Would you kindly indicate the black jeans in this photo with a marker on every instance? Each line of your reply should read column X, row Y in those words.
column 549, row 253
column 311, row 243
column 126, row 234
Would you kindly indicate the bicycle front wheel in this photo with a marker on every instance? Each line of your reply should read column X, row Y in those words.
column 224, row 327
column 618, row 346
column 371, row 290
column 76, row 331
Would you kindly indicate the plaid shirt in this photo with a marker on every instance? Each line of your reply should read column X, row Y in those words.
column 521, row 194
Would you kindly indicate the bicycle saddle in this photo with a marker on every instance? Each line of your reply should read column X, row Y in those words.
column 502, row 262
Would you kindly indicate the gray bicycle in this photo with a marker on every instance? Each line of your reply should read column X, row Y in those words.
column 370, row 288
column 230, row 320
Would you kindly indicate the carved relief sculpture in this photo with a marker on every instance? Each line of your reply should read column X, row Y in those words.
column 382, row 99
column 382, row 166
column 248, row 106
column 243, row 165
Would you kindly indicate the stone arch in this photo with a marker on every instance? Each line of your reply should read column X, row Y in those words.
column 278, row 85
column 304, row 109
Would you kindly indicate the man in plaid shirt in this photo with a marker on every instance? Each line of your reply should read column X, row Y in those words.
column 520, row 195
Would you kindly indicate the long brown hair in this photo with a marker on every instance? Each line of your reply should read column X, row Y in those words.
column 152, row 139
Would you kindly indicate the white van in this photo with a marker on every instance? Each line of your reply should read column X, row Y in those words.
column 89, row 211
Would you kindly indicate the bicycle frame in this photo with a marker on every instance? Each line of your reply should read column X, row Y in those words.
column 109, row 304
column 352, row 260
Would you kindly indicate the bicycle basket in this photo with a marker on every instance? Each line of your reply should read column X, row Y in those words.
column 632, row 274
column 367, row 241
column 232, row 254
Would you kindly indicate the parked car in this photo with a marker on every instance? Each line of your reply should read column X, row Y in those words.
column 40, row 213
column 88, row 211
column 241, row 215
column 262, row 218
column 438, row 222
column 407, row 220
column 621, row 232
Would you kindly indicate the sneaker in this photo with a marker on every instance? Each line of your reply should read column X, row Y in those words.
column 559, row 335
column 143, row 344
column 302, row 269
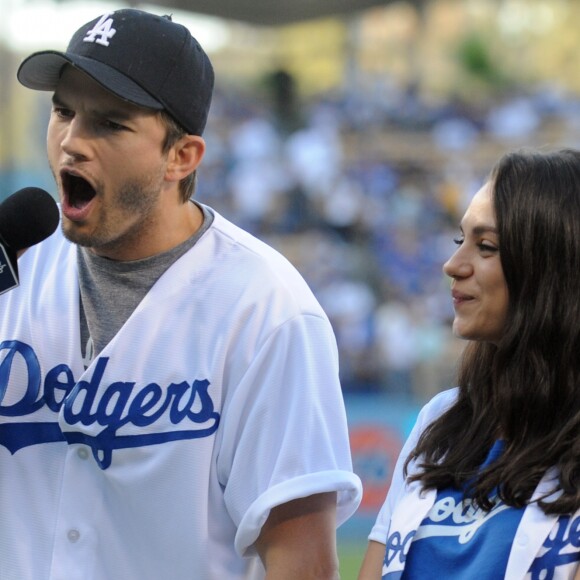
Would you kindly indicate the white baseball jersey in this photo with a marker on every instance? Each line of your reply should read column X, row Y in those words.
column 407, row 504
column 217, row 400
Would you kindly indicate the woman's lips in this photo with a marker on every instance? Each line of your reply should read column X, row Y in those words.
column 460, row 297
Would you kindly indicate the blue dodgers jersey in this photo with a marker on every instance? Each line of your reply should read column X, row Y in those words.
column 458, row 540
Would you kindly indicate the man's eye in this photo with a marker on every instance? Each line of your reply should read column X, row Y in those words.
column 113, row 126
column 63, row 113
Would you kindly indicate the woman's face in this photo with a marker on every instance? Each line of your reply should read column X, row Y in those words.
column 478, row 287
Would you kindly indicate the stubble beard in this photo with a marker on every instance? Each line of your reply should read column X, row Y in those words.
column 124, row 220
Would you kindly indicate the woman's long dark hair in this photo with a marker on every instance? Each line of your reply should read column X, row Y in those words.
column 527, row 387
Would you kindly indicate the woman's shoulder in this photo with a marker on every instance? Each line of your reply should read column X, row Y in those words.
column 439, row 404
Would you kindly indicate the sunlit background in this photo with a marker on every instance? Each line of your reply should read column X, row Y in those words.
column 351, row 143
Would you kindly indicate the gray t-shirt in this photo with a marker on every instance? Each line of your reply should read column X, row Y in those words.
column 111, row 290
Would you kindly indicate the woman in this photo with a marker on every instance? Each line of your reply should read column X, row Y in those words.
column 488, row 484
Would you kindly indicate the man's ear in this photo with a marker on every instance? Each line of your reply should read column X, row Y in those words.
column 184, row 157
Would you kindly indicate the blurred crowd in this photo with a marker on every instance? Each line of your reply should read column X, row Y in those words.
column 367, row 222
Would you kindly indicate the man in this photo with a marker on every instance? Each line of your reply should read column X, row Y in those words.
column 169, row 400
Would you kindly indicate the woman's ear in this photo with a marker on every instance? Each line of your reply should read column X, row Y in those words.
column 184, row 157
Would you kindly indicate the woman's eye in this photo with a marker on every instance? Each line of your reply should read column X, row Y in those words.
column 487, row 247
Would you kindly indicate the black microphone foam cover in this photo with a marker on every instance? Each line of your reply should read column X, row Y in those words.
column 27, row 217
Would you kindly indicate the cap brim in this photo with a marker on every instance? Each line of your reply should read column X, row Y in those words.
column 42, row 70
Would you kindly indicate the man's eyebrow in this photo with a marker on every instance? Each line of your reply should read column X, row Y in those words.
column 118, row 114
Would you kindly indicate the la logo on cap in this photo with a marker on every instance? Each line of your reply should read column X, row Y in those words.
column 102, row 31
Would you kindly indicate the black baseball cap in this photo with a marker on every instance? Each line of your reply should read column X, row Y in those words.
column 142, row 58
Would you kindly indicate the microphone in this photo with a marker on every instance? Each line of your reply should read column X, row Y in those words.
column 26, row 218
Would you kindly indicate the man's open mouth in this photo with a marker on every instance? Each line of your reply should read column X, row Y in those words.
column 78, row 192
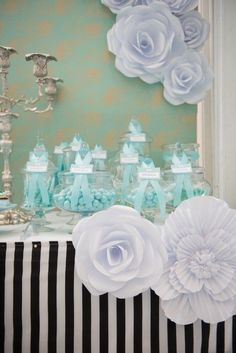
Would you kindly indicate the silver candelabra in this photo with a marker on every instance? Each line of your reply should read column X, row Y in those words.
column 47, row 88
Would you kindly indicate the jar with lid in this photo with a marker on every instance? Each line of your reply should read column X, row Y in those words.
column 85, row 193
column 124, row 170
column 39, row 179
column 84, row 190
column 39, row 183
column 184, row 185
column 147, row 194
column 135, row 135
column 59, row 159
column 70, row 151
column 99, row 156
column 191, row 150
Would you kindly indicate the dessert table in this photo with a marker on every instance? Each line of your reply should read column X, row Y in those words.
column 45, row 308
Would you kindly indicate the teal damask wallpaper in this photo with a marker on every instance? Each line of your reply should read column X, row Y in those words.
column 95, row 100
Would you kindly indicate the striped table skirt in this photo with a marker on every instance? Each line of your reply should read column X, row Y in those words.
column 45, row 308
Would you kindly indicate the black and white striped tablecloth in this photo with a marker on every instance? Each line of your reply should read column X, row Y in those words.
column 45, row 309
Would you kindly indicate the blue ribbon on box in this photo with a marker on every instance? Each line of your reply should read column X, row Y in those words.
column 60, row 157
column 148, row 165
column 135, row 129
column 98, row 162
column 183, row 180
column 81, row 181
column 76, row 143
column 192, row 155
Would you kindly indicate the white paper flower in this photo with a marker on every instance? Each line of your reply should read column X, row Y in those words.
column 145, row 39
column 196, row 29
column 187, row 79
column 118, row 251
column 199, row 280
column 117, row 5
column 179, row 7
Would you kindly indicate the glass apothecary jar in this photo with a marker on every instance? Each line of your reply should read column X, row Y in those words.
column 59, row 159
column 39, row 183
column 135, row 135
column 191, row 150
column 99, row 156
column 147, row 195
column 39, row 180
column 182, row 186
column 69, row 152
column 85, row 193
column 124, row 170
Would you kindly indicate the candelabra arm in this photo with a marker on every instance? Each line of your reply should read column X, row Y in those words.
column 37, row 111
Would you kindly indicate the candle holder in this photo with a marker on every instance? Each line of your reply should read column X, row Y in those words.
column 47, row 88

- _The problem_
Print each entry exactly, leaving pictures out.

- _Answer to the exercise_
Would you kindly indicate the black jeans in this photo with a marker on every instance? Each line of your reply should read column X, row Y in those words.
column 549, row 253
column 311, row 243
column 126, row 234
Would you kindly indicate the bicycle front wheel in this photo with a marker on every instance? Each line of your reply should read column X, row Y in those words.
column 224, row 327
column 618, row 346
column 371, row 290
column 76, row 331
Would you kindly indicate the plaid shirt in this photo with a marker on every instance? Each line of your reply should read column X, row Y in those words.
column 521, row 194
Would you kindly indicate the bicycle saddle in this photo with a marker on every instance? Each line of your reply should read column X, row Y in those words.
column 502, row 262
Would you kindly indicate the gray bicycle in this photo with a marker on every instance? Each line of your reply should read column X, row Y in those words.
column 370, row 288
column 230, row 320
Would you kindly indicate the carved relief sculpture in this photo with a marker on every instance? Each line of your reply should read column X, row Y in those words.
column 382, row 99
column 382, row 166
column 248, row 106
column 243, row 165
Would you kindly indicate the stone arch in this photo with a marker on every instance? Each line of your reply should read column X, row Y in those words.
column 278, row 85
column 304, row 109
Would you kindly indicate the man in plaid shirt in this photo with a marker on every instance? Each line of your reply should read column X, row Y in those words.
column 520, row 195
Would you kindly indicate the long brown hair in this photo with a marker on every instance? Each line of your reply should read column X, row Y in those words.
column 152, row 139
Would you kindly indicate the white van in this photo with a marker on every instance? Each line of your reply should read column X, row Y in those words.
column 89, row 211
Would you kindly indicate the bicycle frame in this photo with a marker on every instance? Each line of your reply should read column X, row Y in those words.
column 109, row 304
column 352, row 260
Would you kindly indicate the bicycle basket in this photo with a marker on every instance? Each line of your reply should read column X, row Y in those words.
column 632, row 274
column 367, row 241
column 232, row 254
Would you kindly indicate the parked car in this photo with a marker on every instance? Each line of your reply should read column X, row Y in those words.
column 40, row 213
column 88, row 211
column 241, row 215
column 262, row 218
column 438, row 222
column 407, row 220
column 621, row 232
Would you kindly indicate the sneaker in this photo with a marker on every instance? Each line of your reply should read column X, row Y in those words.
column 559, row 335
column 143, row 344
column 302, row 269
Would you kindly indicate the white baseball jersey in this photo with a marker on every instance? Each line of your reply should read column X, row Y in those words.
column 407, row 504
column 217, row 400
Would you kindly indicate the woman's lips in this photo with a marker on every instance? Each line of your reply should read column X, row Y in those words.
column 460, row 297
Would you kindly indicate the blue dodgers jersey in this photo with a marker on every instance? Each line of your reply should read column X, row Y in those words.
column 458, row 540
Would you kindly indicate the man's eye in this photo with a marker on every instance? Each line of your reply should read column X, row Y in those words.
column 113, row 126
column 63, row 113
Would you kindly indicate the woman's face in this photo with a marker on every instance? Each line of your reply should read column X, row Y in those words.
column 478, row 287
Would you kindly indicate the stubble beard in this photo with a marker on every instance? Each line of your reply should read column X, row Y in those words.
column 124, row 220
Would you kindly indicate the woman's long dark hair in this photo with a marker on every instance? Each line of your reply should read column X, row Y in those words.
column 527, row 387
Would you kindly indicate the woman's shoulder in this photo with a marker on every instance? Each line of your reply should read column X, row Y in those words.
column 439, row 404
Would you kindly indicate the sunlit background in this photo with a marker on every instance? Each line of your reply should read column X, row Y in those words.
column 351, row 143
Would you kindly indicate the gray t-shirt in this photo with a marker on every instance? Each line of your reply should read column X, row Y in those words.
column 111, row 290
Would you kindly indicate the woman in this photo with a marker on every instance? Each line of your reply should read column X, row Y in those words.
column 488, row 484
Would you kindly indicate the man's ear in this photo with a marker on every instance? Each line of your reply should read column X, row Y in those words.
column 184, row 157
Would you kindly indicate the blurred crowd in this photo with a marker on every instance? Each line of your reply should read column X, row Y in those words.
column 367, row 222
Would you kindly indicate the man in this photo with a marker on every instance? Each line of your reply should read column X, row Y in those words.
column 169, row 400
Would you kindly indicate the woman's ear in this photo with a marker on every instance? Each line of your reply should read column X, row Y in those words.
column 184, row 157
Would you kindly indicate the woman's eye in this photo with a marker on every instance? Each line of your reply should read column X, row Y in those words.
column 487, row 247
Would you kindly indicate the black microphone foam cover in this photo with a marker on every instance? Each line of your reply should read column X, row Y in those words.
column 27, row 217
Would you kindly indicate the cap brim in this photo with a marker on every instance? Each line of your reply should read column X, row Y in those words.
column 42, row 70
Would you kindly indicate the man's eyebrow in this photo with a marker on every instance? Each line of your reply should read column X, row Y in those words.
column 118, row 114
Would you kindly indicate the la logo on cap in this photo with a marker on every instance? Each line of your reply should read column X, row Y in those words.
column 102, row 31
Would you kindly indicate the black baseball cap in this photo with a marker on every instance? Each line of your reply should read column X, row Y in those words.
column 142, row 58
Would you kindly indicate the microphone in this photo with a marker on every instance? Each line of your reply should read column X, row Y in those words.
column 26, row 218
Would you kindly indicate the man's open mouth in this photo with a marker on every instance? Each line of your reply should read column X, row Y in those words.
column 78, row 192
Would you kindly indicate the silver candelabra in this photo with a marker on every instance? Each line of your reply should read column X, row Y in those words.
column 47, row 88
Would you kindly indicate the jar with lid in this photo with a marker on every instance? Each line of your reply should read column X, row Y in those words.
column 85, row 193
column 124, row 170
column 39, row 179
column 84, row 190
column 39, row 183
column 184, row 185
column 147, row 194
column 135, row 135
column 59, row 159
column 70, row 151
column 99, row 156
column 191, row 150
Would you kindly indicate the dessert table in this photo with a marker on every instance? Each line of your reply should read column X, row Y in those words.
column 45, row 308
Would you kindly indicate the teal damask wallpaper in this photo with a marker on every instance? Each line of your reply should read column X, row Y in those words.
column 95, row 100
Would you kindly indicate the striped table skirt in this photo with a marker on every instance? Each line of your reply should read column X, row Y in those words.
column 45, row 308
Would you kindly indicate the black and white striped tablecloth in this photo with a marker on every instance? Each line of your reply should read column X, row Y in those words.
column 45, row 309
Would you kindly indicate the blue ribbon on box in this photo with a marker on every instance? Each line of your reply should read column X, row Y in those words.
column 60, row 157
column 148, row 165
column 135, row 129
column 98, row 162
column 183, row 180
column 81, row 181
column 76, row 143
column 192, row 155
Would you kindly indicate the white paper flower in this photo with a marker on every instance? Each line of your reply should read column X, row Y in those words.
column 145, row 39
column 196, row 29
column 187, row 79
column 118, row 251
column 199, row 280
column 117, row 5
column 179, row 7
Would you kindly indicate the glass apothecary jar in this photo with a marker on every instance? Each line of your reply should read column X, row Y in those words.
column 59, row 159
column 39, row 183
column 135, row 135
column 191, row 150
column 99, row 156
column 147, row 195
column 39, row 180
column 182, row 186
column 69, row 152
column 85, row 193
column 124, row 170
Would you kindly indicate the candelabra arm in this photo with a marker on every instance? Each line of your reply should read column X, row Y in those words.
column 37, row 111
Would you kindly indicate the candle holder in this photo with a marker on every instance? Each line of your reply should read column X, row Y in those words.
column 47, row 88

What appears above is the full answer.